From the listing below, pull out everything from the line containing "Look at the photo above. For every instance of the dark" down to the line containing "pixel 262 15", both included, and reproduce each of those lines word for word.

### Excerpted data:
══════

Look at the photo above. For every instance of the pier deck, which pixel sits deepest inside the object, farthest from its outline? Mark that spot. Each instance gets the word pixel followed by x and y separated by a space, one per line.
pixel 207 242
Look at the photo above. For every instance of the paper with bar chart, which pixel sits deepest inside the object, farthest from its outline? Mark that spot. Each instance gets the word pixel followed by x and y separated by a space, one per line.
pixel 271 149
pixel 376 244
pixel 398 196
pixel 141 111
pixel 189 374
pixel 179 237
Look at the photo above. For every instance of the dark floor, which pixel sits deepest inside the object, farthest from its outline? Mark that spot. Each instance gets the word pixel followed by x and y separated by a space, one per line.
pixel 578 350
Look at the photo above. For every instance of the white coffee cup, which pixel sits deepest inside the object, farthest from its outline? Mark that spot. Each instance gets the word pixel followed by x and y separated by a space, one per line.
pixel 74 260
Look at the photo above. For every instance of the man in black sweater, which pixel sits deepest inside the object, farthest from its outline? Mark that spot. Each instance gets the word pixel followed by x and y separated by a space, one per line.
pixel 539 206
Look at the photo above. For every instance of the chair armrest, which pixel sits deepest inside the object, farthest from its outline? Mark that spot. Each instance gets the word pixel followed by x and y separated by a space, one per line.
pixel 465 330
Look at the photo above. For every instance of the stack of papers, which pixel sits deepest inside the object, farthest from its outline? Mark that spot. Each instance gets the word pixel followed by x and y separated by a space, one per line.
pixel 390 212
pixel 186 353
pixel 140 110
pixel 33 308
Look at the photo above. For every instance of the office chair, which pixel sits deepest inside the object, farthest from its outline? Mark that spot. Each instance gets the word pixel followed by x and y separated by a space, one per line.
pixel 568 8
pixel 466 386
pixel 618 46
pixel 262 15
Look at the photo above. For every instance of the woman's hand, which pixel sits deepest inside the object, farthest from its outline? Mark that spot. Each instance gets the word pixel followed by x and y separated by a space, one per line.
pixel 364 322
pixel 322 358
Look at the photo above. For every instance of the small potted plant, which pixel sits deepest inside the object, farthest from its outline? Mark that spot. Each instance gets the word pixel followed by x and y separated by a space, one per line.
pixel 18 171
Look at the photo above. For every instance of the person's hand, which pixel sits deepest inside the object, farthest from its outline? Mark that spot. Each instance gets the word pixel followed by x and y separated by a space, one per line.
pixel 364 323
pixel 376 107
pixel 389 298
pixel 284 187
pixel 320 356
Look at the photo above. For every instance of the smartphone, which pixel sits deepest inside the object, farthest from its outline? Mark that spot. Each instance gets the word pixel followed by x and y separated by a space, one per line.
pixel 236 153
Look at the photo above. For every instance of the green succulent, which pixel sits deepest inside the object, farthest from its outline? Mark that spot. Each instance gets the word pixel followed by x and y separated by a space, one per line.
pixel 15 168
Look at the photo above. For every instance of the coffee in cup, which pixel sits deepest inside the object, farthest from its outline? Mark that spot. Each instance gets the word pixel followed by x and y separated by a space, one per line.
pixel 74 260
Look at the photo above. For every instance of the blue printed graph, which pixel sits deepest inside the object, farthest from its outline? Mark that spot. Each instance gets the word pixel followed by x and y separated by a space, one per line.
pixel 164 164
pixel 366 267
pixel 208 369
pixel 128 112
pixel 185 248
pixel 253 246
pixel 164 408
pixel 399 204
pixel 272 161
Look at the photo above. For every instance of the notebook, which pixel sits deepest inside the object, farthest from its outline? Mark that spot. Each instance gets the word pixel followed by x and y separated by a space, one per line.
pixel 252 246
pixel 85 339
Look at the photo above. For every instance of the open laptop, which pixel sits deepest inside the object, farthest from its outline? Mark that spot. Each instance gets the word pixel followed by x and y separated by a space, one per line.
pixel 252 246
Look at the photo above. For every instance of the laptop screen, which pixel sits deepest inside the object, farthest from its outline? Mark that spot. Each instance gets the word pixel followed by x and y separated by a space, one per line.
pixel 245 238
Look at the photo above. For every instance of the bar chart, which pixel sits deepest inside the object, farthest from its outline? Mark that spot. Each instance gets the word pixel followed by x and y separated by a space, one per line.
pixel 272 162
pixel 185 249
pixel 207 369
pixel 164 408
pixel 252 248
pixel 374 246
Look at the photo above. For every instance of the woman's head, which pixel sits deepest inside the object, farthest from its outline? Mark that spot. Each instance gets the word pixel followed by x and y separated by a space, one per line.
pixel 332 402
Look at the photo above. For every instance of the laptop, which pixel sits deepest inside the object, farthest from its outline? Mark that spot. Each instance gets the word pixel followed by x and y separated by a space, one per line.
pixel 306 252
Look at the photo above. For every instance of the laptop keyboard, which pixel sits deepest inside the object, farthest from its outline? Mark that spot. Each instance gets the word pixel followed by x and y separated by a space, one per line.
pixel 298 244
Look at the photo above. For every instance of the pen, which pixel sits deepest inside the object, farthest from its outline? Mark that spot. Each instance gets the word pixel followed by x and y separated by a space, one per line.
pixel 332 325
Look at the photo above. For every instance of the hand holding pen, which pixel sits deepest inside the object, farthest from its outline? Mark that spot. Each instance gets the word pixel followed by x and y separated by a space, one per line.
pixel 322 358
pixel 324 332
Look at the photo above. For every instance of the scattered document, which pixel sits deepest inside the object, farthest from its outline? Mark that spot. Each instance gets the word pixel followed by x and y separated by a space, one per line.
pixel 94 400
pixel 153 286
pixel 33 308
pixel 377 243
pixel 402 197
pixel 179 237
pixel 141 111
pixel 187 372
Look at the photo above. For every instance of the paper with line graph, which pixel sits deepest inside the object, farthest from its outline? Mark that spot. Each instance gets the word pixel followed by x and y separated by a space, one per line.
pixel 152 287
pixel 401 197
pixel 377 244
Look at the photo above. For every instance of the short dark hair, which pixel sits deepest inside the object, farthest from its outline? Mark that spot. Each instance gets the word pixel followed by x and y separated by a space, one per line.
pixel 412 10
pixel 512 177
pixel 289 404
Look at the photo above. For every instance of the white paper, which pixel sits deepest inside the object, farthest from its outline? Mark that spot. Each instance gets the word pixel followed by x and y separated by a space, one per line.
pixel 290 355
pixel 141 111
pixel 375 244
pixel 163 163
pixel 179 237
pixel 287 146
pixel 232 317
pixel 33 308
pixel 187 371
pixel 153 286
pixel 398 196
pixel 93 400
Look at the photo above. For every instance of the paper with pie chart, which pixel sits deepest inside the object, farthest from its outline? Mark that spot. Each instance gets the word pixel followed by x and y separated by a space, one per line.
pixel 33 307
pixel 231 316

══════

### Worked answer:
Look at the photo above. For every instance of the dark floor, which pixel sits deepest inside the object, farthest from its outline? Mark that spot. Each instance gets the word pixel followed by x and y separated by a space, one per line.
pixel 578 350
Look at the photo above. For every instance of the white coffee cup, which pixel sits deepest inside the object, farthest from its outline? Mark that spot. Each instance gets the word pixel followed by x and y separated by a space, one per line.
pixel 74 260
Look at the photo above. For every instance of the man in black sweater, which pixel sits deepest inside the object, farthest from its outline? Mark that spot. Each instance gets the word pixel followed by x and y separated by a space, one per line.
pixel 539 206
Look at the photo above. For every instance of the chair armrest, which pixel sits deepest inside the object, farthest from its outline? Mark that spot. Each instance gets the word pixel followed by x and y separated by a space, one per line.
pixel 465 330
Look at the photo above. For every instance of the stack of papers, which pixel sits deepest inside the object, farthest from its outline? Mark that spot. Each instance gets the word pixel followed by x and y separated by a space, one per line.
pixel 390 212
pixel 186 353
pixel 140 110
pixel 33 308
Look at the photo above. For every instance of the office chair, which pixel sits deepest inside the object, farthest from its outline? Mark that spot. Each instance gets the word pixel followed by x and y separated by a space, one per line.
pixel 568 8
pixel 466 386
pixel 618 46
pixel 262 15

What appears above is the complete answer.